## To be done
Reproduce all of the data exactly, with no line skipped.

## Items

★ ★ ★ ★ ★ ★ ★

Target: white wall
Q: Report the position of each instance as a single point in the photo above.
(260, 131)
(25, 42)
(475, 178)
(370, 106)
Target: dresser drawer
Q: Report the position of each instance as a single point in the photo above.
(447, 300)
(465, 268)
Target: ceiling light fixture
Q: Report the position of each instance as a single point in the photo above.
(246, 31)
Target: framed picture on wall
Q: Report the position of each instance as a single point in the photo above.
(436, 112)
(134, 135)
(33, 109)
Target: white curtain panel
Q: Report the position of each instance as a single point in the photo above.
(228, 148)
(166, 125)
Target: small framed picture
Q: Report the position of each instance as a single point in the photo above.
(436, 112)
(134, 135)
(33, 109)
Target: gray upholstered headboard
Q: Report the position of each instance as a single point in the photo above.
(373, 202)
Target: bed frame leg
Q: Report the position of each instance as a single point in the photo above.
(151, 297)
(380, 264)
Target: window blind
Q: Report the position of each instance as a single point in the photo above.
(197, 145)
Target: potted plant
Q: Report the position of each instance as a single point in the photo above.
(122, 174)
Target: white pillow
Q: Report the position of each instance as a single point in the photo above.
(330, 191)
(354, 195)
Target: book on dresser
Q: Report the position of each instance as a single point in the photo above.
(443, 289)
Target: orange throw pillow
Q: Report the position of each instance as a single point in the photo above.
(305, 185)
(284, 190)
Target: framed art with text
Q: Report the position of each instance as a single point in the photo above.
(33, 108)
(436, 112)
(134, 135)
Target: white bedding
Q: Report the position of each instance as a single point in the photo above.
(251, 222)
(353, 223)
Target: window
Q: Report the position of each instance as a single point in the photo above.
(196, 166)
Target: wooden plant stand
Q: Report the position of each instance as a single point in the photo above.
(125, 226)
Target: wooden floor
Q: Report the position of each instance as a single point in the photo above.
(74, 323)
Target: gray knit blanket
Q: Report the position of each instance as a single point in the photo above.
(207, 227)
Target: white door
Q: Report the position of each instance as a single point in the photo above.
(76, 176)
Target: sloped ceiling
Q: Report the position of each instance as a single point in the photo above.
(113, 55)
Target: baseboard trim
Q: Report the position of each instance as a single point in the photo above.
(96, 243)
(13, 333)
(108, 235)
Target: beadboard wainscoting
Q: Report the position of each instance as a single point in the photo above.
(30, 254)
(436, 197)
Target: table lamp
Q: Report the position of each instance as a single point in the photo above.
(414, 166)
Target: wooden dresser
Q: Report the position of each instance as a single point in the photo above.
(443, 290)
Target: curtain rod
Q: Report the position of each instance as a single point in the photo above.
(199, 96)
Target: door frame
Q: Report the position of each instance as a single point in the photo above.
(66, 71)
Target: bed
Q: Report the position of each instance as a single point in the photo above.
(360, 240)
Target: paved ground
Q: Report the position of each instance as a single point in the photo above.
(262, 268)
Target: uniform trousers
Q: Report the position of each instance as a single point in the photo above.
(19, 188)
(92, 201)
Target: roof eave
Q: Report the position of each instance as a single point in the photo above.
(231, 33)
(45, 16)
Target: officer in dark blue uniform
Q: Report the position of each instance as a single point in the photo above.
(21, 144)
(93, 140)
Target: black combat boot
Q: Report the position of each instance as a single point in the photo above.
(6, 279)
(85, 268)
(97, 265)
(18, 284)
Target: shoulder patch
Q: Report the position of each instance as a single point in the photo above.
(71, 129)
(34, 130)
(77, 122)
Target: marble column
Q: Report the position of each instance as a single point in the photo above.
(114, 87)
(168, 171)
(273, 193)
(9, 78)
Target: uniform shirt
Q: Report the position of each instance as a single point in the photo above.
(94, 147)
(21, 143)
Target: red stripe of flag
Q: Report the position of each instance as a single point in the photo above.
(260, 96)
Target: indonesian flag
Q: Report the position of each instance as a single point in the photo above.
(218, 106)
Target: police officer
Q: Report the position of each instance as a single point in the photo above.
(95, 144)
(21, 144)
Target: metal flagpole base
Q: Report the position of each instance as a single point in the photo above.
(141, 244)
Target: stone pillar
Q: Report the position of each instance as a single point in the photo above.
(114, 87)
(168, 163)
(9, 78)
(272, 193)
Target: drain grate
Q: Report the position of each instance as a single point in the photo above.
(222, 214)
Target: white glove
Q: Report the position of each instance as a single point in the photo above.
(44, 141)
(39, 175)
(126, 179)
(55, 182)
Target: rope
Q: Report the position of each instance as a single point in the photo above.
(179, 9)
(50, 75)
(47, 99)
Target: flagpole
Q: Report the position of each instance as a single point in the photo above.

★ ★ ★ ★ ★ ★ ★

## Completed exercise
Target: white wall
Q: Report the position of each instance as a single point in the photo above.
(260, 131)
(25, 42)
(475, 178)
(370, 106)
Target: dresser drawer
Q: Report the position of each instance as a single point in the photo above.
(447, 300)
(465, 268)
Target: ceiling light fixture
Q: Report the position of each instance as a single point in the photo above.
(246, 31)
Target: framed picture on wall
Q: Report the position of each instance as a single point in the photo above.
(436, 112)
(134, 135)
(33, 109)
Target: white curtain panel
Q: Report the position of each instance as a single point in the photo above.
(228, 148)
(166, 125)
Target: small framed picture
Q: Report the position of each instance as a single point in the photo above.
(436, 112)
(134, 135)
(33, 109)
Target: gray upholstered headboard
Q: Report the position of each instance as a single point in the photo above.
(373, 202)
Target: bed frame leg
Q: Report the position of each instance as a single point in the photo above.
(151, 297)
(380, 264)
Target: window blind
Q: Report the position of each instance as a single point in the photo above.
(197, 145)
Target: potted plant
Q: Report the position of each instance as a single point in the photo above.
(122, 174)
Target: white pillow
Q: Report the position of each instance as a single point in the photo above.
(330, 191)
(354, 195)
Target: book on dresser
Q: Report the position of each instance as a single point in the photo above.
(443, 289)
Target: orange throw pillow
Q: Report the position of each instance as a single point in the photo above.
(305, 185)
(284, 190)
Target: framed art with text
Q: Report the position of each instance as a single point in the photo above.
(33, 108)
(436, 112)
(134, 135)
Target: white bedding
Q: Report the position of each instance as a single point in the photo above.
(251, 222)
(353, 223)
Target: window
Q: Report the position of each instance as a single point in the photo above.
(196, 166)
Target: wooden plant stand
Q: Report the position of each instance as a single point in the photo above.
(125, 226)
Target: wooden floor
Q: Report the position of each instance as a single point in the photo above.
(74, 323)
Target: gray knit blanket
Q: Report the position of each instance as a single point in the photo above.
(207, 227)
Target: white door
Q: Report the position of each instance as a single point in the photo above.
(76, 176)
Target: sloped ceiling
Q: Report the position of each instance as a single point in the photo above.
(113, 55)
Target: baseboard trim
Q: Report the position of each instance as a single point in the photo above.
(96, 243)
(13, 333)
(108, 235)
Target: beadboard wainscoting
Q: Report the position of each instance as a single point in the photo above.
(30, 254)
(436, 197)
Target: table lamp
Q: Report the position of each instance as a single point in the photo above.
(414, 166)
Target: wooden dresser
Q: Report the position of each instance as a single point in the photo above.
(443, 290)
Target: curtain rod
Q: Report the position of each instance as a single point in the photo above.
(199, 96)
Target: door frame
Q: Report the position of each instance as a single point in the photo above.
(66, 71)
Target: bed
Q: Report the position of each instance as a single point in the photo above.
(360, 240)
Target: paved ground
Q: Report the position of each instance as a single point in the photo above.
(262, 268)
Target: uniform trousers
Q: Report the position of each instance as a single point in the photo above.
(19, 188)
(92, 201)
Target: roof eave
Q: Report the position of each instance as a single point in the photo above.
(231, 33)
(45, 16)
Target: officer in dark blue uniform
Q: Report the position of each instance as a single point in the photo above.
(21, 144)
(93, 140)
Target: black combat boot
Q: Report the position of each instance as a single point in the photo above.
(6, 279)
(85, 268)
(97, 265)
(18, 284)
Target: shoulder patch
Q: Report the position of each instance as a single point in the photo above.
(71, 129)
(34, 130)
(77, 122)
Target: marble column
Q: Report the position of each instance as a single point in the photo above.
(114, 87)
(168, 171)
(273, 193)
(9, 78)
Target: uniform shirt
Q: Report the position of each instance as a single point in the photo above.
(94, 147)
(21, 143)
Target: red stripe of flag
Q: Report the position of each instance as a single point in the photo above.
(260, 96)
Target: indonesian flag
Q: Report the position of each instance as a single point in the photo above.
(218, 106)
Target: police officer
Q: Report the position of each instance as a single point in the photo above.
(95, 144)
(21, 144)
Target: metal flagpole base
Q: Report the position of each instance as a single point in the photo above.
(141, 244)
Target: stone pillar
Q: Report the position of each instance as a single point in the photo above.
(114, 87)
(168, 163)
(9, 78)
(272, 193)
Target: drain grate
Q: Report the position of each instance as a single point in the photo above.
(222, 214)
Target: white glove
Q: Report the position of each instance as a single point in the photo above.
(44, 141)
(39, 175)
(126, 179)
(55, 182)
Target: rope
Q: Report the position of each instance as a single point in the photo above.
(179, 9)
(50, 75)
(47, 99)
Target: flagpole
Q: Report the position of each instance as a single point in the photo above.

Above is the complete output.